» Selected passage:
To begin, in the Jupyter notebook homepage, click on the M02-DeepOmicsAE model optimization. ipynb notebook to open it in a new tab. In the second cell of the notebook, type the name of the output file generated upon data pre-processing in place of M01_output_data.csv.
In the fifth cell, specify the column positions for different data types, such as proteomics data, metabolomics data, clinical data, and all molecular expression data. Replace col_start and col_end with the appropriate column indices for each data type. Specify the name of the column containing the target variable in place of y_column_name as y_label.
In the sixth cell, define the number of rounds for model optimization by assigning a value to n_comb. More optimization rounds will help fine-tune the model parameters and improve model performance, but we'll also increase processing time. Execute the notebook by selecting Cell, then Run All from the menu bar.

» Tasks and exercises:
[A] In the notebook walkthrough, which variable is assigned a value to set the number of rounds for model optimization?
[B] Carry on with the notebook walkthrough, beginning right after its final sentence.
The records play no part in this work.

» Excerpted data:
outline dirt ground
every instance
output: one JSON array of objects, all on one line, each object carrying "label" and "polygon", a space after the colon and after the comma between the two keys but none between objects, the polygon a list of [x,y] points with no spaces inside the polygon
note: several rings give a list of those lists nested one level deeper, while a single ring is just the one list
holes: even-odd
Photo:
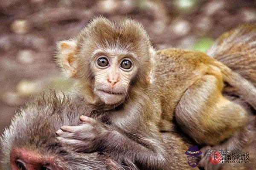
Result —
[{"label": "dirt ground", "polygon": [[30,96],[70,85],[54,63],[56,42],[100,15],[141,22],[156,49],[205,51],[224,31],[255,22],[256,1],[0,0],[0,133]]}]

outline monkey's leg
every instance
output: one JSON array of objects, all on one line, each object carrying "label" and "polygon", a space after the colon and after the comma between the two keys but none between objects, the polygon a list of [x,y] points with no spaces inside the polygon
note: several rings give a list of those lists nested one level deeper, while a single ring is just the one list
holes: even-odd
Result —
[{"label": "monkey's leg", "polygon": [[178,124],[200,144],[218,144],[247,122],[243,108],[222,96],[221,79],[203,76],[186,91],[175,109]]}]

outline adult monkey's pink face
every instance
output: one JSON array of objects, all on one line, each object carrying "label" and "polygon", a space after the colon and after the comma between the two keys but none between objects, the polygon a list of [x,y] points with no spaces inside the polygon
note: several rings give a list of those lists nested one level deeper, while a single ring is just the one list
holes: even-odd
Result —
[{"label": "adult monkey's pink face", "polygon": [[138,84],[149,83],[152,48],[144,29],[131,20],[96,18],[76,39],[60,42],[58,49],[61,66],[94,102],[120,104]]}]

» Responses:
[A] n_comb

[B]
To implement the workflow, click on the M03a-DeepOmicsAE implementation with custom optimized parameters. ipynb notebook on the Jupyter notebook homepage. In the second cell of the notebook, type the name of the output file generated upon data pre-processing in place of M01_output_data.csv.
In the fifth cell, specify the column positions for different data types, such as proteomics data, metabolomics data, clinical data, and all molecular expression data. Replace col_start and col_end with the appropriate column indices for each data type. Specify the name of the column containing the target variable in place of y_column_name as y_label.
Select Cell followed by Run All from the menu bar. The PCA plots and distribution of important feature scores will be automatically saved in the local folder. Lists of important features for each identified signaling module will also be stored as text files in the local folder with the names module_n.txt.
To implement the workflow with preset parameters, click on the M03b-DeepOmicsAE implementation with pre-set parameters. ipynb notebook on the Jupyter notebook homepage. Then follow the same procedure.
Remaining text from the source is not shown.